## Task objective:
Scale the part of the entries below that runs from the very start through the line containing "(91, 126), (283, 141)", both ends included. Reproduce every line in that span, requests too, with each coordinate in the answers multiplied by 1.6 and rounded to a whole number, halves going up.

** start **

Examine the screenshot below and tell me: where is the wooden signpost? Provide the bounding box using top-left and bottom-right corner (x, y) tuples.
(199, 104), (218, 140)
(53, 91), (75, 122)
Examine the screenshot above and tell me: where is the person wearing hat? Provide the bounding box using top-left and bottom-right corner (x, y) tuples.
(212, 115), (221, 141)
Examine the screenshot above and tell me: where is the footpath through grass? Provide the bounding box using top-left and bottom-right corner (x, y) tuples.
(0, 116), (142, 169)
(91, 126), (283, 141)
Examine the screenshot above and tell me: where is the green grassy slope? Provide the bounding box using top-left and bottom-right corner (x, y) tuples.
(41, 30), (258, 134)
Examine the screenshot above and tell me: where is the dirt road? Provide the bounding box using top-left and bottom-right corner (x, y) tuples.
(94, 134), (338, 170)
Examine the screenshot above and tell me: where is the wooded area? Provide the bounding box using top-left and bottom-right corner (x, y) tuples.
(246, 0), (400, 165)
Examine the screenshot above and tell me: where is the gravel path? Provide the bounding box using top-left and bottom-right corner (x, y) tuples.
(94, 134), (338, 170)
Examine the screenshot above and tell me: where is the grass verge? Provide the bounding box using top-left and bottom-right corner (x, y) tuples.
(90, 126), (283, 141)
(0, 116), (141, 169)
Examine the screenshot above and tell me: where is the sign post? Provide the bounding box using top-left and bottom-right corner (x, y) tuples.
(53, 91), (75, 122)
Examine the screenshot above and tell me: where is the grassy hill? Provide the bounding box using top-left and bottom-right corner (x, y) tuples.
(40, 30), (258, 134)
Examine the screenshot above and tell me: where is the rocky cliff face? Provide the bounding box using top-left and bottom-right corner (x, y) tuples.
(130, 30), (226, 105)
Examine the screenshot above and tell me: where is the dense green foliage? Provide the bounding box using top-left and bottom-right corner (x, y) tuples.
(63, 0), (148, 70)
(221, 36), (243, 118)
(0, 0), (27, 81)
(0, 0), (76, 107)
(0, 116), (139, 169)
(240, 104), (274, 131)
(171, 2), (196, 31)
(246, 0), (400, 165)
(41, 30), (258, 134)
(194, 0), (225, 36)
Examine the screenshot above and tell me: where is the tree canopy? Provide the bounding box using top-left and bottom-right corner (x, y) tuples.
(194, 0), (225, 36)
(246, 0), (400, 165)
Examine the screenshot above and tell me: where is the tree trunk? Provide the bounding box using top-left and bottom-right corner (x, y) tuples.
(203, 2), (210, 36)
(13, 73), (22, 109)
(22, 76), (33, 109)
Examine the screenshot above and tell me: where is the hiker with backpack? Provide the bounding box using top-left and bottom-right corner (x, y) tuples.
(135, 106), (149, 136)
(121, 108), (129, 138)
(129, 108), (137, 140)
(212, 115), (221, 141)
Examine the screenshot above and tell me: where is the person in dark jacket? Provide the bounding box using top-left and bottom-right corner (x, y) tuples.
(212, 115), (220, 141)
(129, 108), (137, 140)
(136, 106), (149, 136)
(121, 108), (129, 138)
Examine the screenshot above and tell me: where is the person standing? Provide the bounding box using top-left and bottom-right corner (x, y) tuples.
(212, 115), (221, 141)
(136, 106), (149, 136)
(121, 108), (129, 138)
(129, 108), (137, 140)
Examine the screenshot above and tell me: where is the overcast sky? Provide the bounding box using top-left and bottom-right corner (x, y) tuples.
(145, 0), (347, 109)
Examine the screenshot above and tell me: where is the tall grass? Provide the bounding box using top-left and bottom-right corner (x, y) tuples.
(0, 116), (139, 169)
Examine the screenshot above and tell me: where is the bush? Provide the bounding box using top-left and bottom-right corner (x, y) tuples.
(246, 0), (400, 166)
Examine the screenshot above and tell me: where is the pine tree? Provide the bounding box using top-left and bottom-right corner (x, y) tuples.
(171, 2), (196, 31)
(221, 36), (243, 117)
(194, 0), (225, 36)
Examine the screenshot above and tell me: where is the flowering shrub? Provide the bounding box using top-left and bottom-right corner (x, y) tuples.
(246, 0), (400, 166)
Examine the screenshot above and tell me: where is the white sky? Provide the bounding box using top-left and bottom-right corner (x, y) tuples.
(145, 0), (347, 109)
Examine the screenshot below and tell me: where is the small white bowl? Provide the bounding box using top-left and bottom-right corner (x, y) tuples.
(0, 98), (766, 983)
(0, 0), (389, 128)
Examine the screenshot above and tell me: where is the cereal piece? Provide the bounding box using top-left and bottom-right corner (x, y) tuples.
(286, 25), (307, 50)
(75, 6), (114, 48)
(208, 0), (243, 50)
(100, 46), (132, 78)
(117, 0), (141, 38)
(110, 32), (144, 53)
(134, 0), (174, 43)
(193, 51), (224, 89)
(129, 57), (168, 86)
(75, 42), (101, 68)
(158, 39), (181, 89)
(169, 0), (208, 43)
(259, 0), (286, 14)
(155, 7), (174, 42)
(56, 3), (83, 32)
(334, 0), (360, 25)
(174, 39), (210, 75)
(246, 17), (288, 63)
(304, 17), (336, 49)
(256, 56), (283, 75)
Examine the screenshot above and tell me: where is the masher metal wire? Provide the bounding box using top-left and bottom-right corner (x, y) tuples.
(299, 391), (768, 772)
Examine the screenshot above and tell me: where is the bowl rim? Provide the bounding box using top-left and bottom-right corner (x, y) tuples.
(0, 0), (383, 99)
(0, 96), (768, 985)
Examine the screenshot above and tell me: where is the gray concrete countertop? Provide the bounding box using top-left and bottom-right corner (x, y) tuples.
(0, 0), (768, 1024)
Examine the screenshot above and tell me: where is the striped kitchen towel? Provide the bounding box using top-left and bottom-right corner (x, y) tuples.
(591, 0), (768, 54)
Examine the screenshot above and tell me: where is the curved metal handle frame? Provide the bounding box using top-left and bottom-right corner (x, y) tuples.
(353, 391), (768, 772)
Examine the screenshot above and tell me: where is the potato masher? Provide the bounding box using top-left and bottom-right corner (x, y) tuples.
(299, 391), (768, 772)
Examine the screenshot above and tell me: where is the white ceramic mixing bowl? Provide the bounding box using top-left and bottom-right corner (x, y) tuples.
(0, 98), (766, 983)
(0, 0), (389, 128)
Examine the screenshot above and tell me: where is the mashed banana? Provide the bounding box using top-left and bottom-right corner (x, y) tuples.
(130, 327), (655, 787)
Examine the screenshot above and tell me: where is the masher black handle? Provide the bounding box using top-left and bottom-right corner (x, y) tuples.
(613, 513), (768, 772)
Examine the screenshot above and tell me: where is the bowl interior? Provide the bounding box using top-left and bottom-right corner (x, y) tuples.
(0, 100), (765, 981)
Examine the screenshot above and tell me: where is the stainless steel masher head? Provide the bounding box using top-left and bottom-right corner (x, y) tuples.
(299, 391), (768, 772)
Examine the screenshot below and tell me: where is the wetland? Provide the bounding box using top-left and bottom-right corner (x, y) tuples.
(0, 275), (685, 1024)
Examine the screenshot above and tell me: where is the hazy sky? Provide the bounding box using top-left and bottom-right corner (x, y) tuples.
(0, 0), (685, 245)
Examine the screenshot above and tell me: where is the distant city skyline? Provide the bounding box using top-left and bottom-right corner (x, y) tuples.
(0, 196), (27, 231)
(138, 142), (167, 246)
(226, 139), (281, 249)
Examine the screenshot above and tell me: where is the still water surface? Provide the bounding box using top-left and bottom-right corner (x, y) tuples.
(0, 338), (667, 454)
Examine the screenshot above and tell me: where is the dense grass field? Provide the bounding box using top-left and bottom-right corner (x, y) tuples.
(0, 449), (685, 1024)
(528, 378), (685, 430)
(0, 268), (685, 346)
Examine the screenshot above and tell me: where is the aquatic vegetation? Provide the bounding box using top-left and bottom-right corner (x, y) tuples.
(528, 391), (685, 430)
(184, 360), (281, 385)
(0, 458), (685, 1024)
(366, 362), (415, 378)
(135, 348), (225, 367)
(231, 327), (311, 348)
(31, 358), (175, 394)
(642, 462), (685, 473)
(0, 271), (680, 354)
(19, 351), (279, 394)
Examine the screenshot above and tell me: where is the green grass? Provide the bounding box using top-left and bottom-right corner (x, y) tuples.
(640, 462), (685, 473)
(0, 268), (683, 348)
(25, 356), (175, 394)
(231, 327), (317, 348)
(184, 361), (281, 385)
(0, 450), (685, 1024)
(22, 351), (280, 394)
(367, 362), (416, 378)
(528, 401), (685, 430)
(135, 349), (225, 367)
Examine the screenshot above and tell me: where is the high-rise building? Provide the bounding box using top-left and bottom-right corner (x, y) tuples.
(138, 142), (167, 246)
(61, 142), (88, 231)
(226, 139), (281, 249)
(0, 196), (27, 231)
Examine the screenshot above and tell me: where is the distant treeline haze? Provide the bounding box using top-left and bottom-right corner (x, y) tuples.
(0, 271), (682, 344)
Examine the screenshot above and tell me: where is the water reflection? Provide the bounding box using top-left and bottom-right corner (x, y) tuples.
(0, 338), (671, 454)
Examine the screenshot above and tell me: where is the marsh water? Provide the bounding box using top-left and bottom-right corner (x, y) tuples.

** end **

## Solution for this exercise:
Examine the screenshot below and tell me: where is the wooden signpost? Provide the bounding box using top-left and bottom-right corner (x, y) tuples.
(318, 166), (349, 224)
(85, 146), (120, 195)
Examine the screenshot above and tell me: where is the person wearing hat? Provide the bounding box using top-left and bottom-right corner (x, y) tuples.
(339, 184), (354, 226)
Examine the screenshot above and tell me: where is the footpath through grass? Provide the bounding box using top-left and bottom-right corner (x, y) tuples.
(0, 186), (227, 270)
(146, 202), (453, 226)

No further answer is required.